--- start of PROVIDED DATA ---
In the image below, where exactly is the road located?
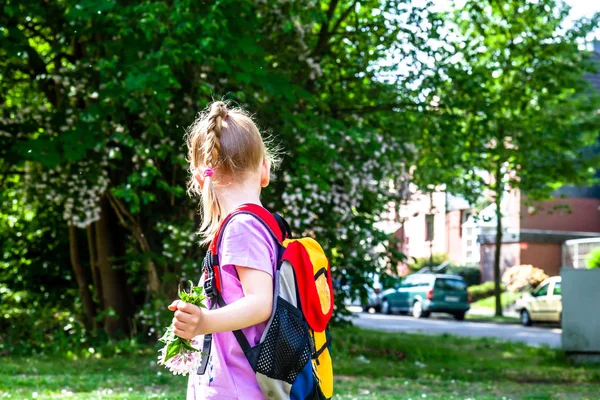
[354,313,562,347]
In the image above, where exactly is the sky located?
[565,0,600,39]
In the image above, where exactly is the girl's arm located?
[169,267,273,339]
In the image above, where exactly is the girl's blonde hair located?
[187,101,275,243]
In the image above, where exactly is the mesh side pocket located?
[254,297,310,383]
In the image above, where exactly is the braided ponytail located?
[200,101,227,242]
[187,101,275,243]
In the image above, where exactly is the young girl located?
[169,101,278,400]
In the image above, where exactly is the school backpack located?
[198,204,333,400]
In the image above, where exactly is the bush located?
[585,247,600,269]
[502,265,549,292]
[446,265,481,286]
[469,282,506,302]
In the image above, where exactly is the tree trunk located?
[96,198,134,337]
[107,193,160,296]
[86,222,104,310]
[494,164,504,317]
[69,225,96,330]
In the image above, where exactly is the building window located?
[425,214,435,242]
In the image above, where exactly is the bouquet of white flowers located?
[158,281,206,375]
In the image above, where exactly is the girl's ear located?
[194,171,204,189]
[260,158,271,187]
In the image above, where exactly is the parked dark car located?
[380,273,471,321]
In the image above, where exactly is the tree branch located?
[106,190,160,293]
[330,0,358,35]
[333,102,422,114]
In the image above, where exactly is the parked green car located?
[381,273,471,321]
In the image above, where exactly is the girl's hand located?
[169,300,206,340]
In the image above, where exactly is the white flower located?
[158,336,204,376]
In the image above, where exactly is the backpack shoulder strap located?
[210,204,290,256]
[199,204,289,356]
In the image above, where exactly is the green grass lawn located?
[0,329,600,400]
[471,292,521,309]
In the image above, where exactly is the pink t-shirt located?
[187,214,277,400]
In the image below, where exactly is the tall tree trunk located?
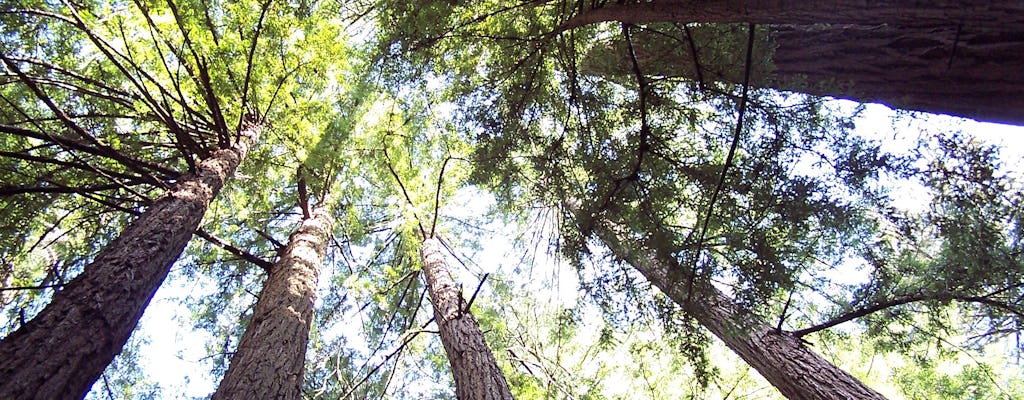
--- end of PROVIDED DATA ---
Copy every row above word for word, but leave the pictures out.

In the image below, where exactly is the road located?
[354,313,562,347]
In the image above, where exactly is the sky located?
[565,0,600,39]
In the image above, where exactly is the girl's arm located?
[169,267,273,339]
In the image above, where exactly is the girl's blonde hair located?
[187,101,275,243]
In the image above, where exactly is the mesh side pocket located?
[254,297,310,383]
In the image above, where exactly is the braided ponytail located?
[200,101,227,242]
[187,101,275,243]
In the image above, where exactly is the young girl located?
[169,101,278,400]
In the image above, where exactly is the school backpack located?
[198,204,333,400]
In the image above, where exactly is the bush located?
[585,247,600,269]
[502,265,549,292]
[446,265,481,286]
[469,282,506,302]
In the image above, where exactly is the tree trunk located?
[96,198,134,337]
[107,193,160,296]
[86,222,104,310]
[494,164,504,317]
[69,225,96,330]
In the image above, where exactly is the building window located?
[425,214,435,242]
In the image above, where exactly is the bouquet of white flowers located?
[158,281,206,375]
In the image above, where exactly is the girl's ear located?
[194,171,204,189]
[260,158,271,187]
In the image above, where exactly is the parked dark car located?
[380,273,471,321]
In the image above, where exactly is the tree branch located?
[106,190,160,293]
[330,0,358,35]
[333,102,422,114]
In the image above, where exactly is the parked green car located?
[381,273,471,321]
In the image above, where exactly is the girl's hand located?
[169,300,206,340]
In the image above, where exactly is the white flower located?
[158,336,204,376]
In the image above, where exactly is the backpack shoulder strap located?
[210,204,290,256]
[199,204,289,356]
In the image above, where exactly is the green grass lawn located?
[0,329,600,400]
[471,292,521,309]
In the image above, where exactly is the pink t-shirt located?
[187,214,277,400]
In the image below, where exactly is the tall tree trunk located?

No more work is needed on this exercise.